Photo-based point labeling data
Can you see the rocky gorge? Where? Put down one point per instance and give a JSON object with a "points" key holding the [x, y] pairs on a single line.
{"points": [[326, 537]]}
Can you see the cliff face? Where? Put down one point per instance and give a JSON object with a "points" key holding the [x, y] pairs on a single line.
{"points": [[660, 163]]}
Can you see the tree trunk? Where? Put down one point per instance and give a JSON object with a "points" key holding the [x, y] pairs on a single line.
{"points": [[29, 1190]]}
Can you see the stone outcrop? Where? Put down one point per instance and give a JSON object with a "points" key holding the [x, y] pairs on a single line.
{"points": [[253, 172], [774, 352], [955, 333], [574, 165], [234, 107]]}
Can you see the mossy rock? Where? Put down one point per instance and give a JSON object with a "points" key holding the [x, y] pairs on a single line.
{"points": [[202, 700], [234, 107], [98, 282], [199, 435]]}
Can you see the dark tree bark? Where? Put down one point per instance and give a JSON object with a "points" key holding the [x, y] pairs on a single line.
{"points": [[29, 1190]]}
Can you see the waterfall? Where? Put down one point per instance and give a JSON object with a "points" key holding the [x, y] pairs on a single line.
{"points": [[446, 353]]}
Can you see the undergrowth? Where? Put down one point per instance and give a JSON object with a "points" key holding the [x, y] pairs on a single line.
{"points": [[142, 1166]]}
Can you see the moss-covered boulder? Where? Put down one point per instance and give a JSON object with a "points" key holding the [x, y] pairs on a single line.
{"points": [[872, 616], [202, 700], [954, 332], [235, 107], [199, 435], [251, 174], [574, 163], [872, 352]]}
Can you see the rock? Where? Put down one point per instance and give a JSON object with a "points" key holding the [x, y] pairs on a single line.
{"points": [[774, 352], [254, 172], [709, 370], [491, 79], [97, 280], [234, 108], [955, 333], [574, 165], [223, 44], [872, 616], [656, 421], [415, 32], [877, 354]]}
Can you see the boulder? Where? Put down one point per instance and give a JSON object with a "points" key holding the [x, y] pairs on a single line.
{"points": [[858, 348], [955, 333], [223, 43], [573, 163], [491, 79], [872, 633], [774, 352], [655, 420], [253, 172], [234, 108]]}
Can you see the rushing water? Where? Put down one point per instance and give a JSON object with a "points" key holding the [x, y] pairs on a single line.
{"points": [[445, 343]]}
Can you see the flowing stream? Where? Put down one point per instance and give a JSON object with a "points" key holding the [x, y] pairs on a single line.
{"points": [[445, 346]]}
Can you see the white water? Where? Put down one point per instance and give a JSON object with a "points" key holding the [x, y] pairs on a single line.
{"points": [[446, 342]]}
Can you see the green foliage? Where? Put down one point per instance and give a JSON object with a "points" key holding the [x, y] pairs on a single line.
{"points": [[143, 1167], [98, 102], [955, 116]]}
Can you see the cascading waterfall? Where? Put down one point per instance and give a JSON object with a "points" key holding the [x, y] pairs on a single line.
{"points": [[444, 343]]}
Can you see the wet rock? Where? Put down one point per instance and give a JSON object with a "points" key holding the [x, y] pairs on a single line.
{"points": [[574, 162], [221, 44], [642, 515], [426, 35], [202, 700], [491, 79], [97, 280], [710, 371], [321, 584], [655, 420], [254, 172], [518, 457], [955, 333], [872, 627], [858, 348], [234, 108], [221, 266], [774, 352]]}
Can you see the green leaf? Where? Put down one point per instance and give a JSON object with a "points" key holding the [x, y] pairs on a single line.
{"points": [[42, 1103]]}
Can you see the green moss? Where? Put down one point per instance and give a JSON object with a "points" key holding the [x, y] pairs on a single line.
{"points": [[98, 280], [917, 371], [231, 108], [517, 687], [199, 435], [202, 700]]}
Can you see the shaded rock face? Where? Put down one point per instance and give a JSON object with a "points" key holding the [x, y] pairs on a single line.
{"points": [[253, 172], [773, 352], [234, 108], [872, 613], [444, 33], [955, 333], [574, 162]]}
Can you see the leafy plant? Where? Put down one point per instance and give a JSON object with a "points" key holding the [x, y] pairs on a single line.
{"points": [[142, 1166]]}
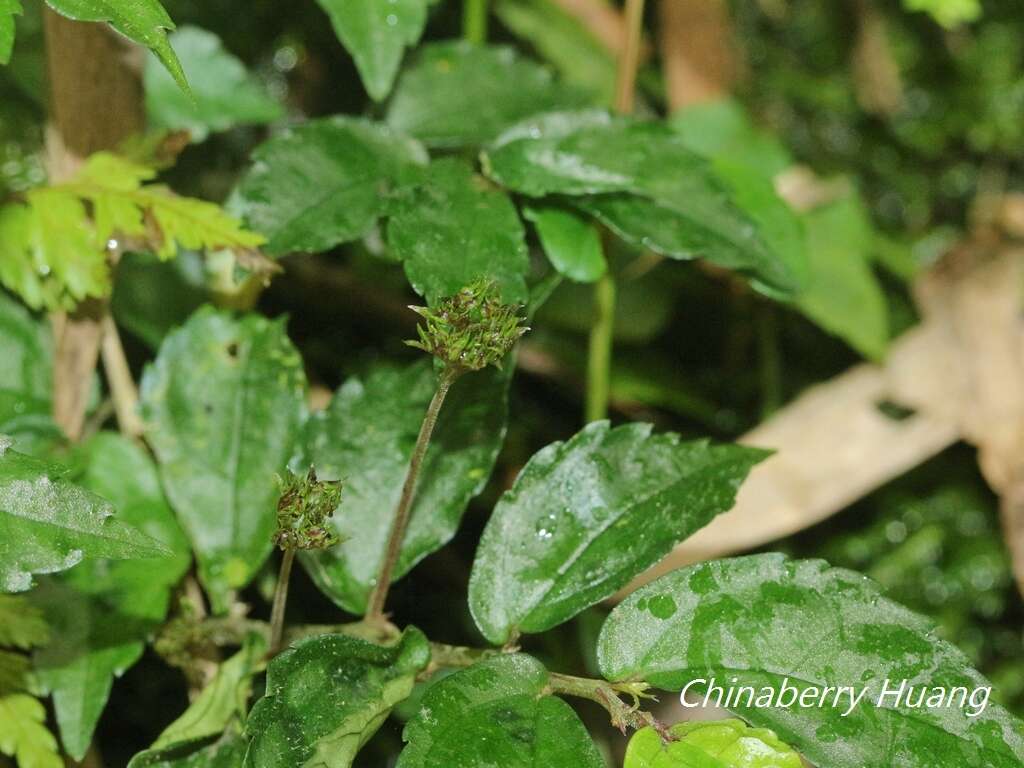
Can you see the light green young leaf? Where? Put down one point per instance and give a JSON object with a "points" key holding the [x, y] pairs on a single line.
{"points": [[223, 404], [366, 438], [224, 94], [764, 621], [947, 12], [24, 734], [496, 713], [376, 34], [102, 611], [453, 228], [561, 39], [460, 94], [641, 180], [145, 22], [8, 9], [225, 698], [325, 182], [326, 696], [55, 246], [587, 515], [843, 294], [570, 242], [225, 752], [49, 524], [724, 743]]}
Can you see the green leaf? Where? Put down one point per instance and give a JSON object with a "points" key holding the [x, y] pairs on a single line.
{"points": [[325, 182], [376, 35], [587, 515], [569, 241], [438, 99], [843, 294], [55, 243], [561, 39], [640, 179], [145, 22], [366, 438], [27, 376], [453, 228], [496, 714], [766, 622], [226, 752], [102, 611], [22, 624], [225, 698], [223, 404], [947, 12], [49, 524], [223, 93], [725, 743], [24, 734], [326, 696], [8, 9]]}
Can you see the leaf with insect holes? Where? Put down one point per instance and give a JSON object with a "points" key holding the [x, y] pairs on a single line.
{"points": [[763, 621], [145, 22], [223, 403], [587, 515], [327, 695], [497, 713], [724, 743], [55, 243], [461, 94], [454, 227], [324, 182], [366, 439]]}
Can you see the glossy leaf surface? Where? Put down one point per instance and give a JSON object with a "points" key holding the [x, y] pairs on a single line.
{"points": [[587, 515], [223, 93], [326, 696], [376, 34], [496, 714], [366, 438], [324, 182], [454, 227], [461, 94], [764, 621], [223, 404]]}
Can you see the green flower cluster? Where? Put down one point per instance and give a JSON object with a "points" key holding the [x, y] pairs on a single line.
{"points": [[471, 330]]}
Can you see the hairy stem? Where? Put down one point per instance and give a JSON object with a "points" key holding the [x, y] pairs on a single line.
{"points": [[599, 359], [474, 20], [375, 609], [599, 355], [608, 695], [280, 601]]}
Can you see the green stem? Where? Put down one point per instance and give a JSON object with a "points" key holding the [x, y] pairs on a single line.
{"points": [[280, 601], [375, 609], [599, 356], [608, 695], [474, 20], [599, 363], [771, 360]]}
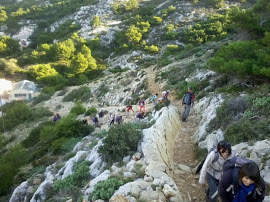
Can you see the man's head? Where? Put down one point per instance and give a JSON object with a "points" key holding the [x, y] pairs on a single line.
{"points": [[224, 148]]}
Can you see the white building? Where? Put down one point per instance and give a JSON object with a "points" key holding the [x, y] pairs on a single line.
{"points": [[23, 90]]}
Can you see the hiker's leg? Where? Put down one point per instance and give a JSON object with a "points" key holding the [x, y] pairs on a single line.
{"points": [[186, 112], [213, 188]]}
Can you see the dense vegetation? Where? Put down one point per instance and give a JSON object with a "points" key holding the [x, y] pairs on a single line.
{"points": [[120, 141], [40, 148]]}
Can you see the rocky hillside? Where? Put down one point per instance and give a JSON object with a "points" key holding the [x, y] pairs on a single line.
{"points": [[92, 56]]}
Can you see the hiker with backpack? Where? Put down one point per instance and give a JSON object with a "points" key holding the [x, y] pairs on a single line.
{"points": [[142, 105], [241, 181], [140, 115], [153, 98], [165, 95], [129, 107], [118, 119], [56, 117], [112, 118], [187, 100], [212, 168]]}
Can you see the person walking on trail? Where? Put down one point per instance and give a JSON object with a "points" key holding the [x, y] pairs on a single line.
{"points": [[187, 100], [165, 95], [241, 182], [140, 115], [129, 107], [100, 114], [142, 105], [95, 120], [56, 117], [212, 168], [118, 119], [112, 118], [153, 98]]}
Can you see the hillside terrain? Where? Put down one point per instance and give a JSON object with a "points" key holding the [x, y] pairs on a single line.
{"points": [[92, 56]]}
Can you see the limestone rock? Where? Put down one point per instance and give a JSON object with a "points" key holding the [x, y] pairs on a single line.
{"points": [[168, 191], [119, 198], [184, 168], [20, 192], [137, 156], [148, 178]]}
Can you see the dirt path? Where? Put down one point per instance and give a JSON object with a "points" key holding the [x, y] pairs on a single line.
{"points": [[184, 154]]}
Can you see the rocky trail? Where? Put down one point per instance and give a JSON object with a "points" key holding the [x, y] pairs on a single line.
{"points": [[184, 152]]}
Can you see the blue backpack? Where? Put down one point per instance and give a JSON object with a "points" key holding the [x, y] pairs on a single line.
{"points": [[187, 98]]}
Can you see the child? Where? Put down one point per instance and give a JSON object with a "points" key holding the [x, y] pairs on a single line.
{"points": [[241, 184]]}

_Aim_
Extract every line from the one containing "Can you see the hillside" to the end of the entries, including both of those lines, exactly as given and with nothing added.

_Output_
Can you see the hillside terrain? Where? Put down one point per instance and give a JSON object with a "points" key holding the [x, y] pairs on a single line.
{"points": [[92, 56]]}
Can you see the limestone rock? Where? Put down one point per instance and give a JSON object with a "points" key holding the [x, y] pairs on a single line.
{"points": [[168, 191], [119, 198], [184, 168], [20, 192], [137, 156], [148, 178]]}
Can you see the dirt path? Where? Put down one point per instance and give a JSON object with a "points" key holding the [x, y] pairs on a single line.
{"points": [[184, 154]]}
Can you see the rocky trail? Where? Put down one point per instance and give a JSON object with a "points" key holding the [x, y] pairs on a single line.
{"points": [[184, 152]]}
Can you see the blue backpack? Where? Put down one point per instance and give a JSON object with a "points" key holding the [x, y] pairs on a single line.
{"points": [[187, 98]]}
Can you see the child? Where? Put down one point per instance and give a JSON object with a "points" key holding the [x, y] pairs on a single line.
{"points": [[241, 184]]}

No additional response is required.